# BRIEF:
Restate the listing word for word; omit the images.

[DATASET RECORDS]

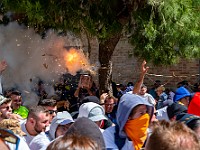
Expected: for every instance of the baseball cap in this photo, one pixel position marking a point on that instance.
(181, 93)
(186, 118)
(62, 118)
(3, 99)
(175, 109)
(93, 111)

[/DATASET RECORDS]

# ANSWER TO THIS TASK:
Expected: for every instance of the baseball cap in this photo, one pixel position marking a point on that instance.
(181, 93)
(186, 118)
(62, 118)
(3, 99)
(175, 109)
(93, 111)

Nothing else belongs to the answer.